## What to produce
Reproduce the lines of the material below verbatim, keeping every character and line break unchanged. Omit the picture from your output.
########
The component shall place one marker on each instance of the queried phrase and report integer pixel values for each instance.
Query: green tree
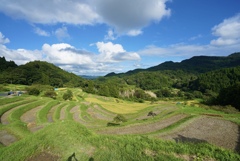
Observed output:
(50, 94)
(68, 95)
(33, 91)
########
## Task result
The component shall place one marker on each instance of the queried phrase and report integer pixel values for each instance.
Query: green tree
Observed output:
(50, 94)
(68, 95)
(33, 91)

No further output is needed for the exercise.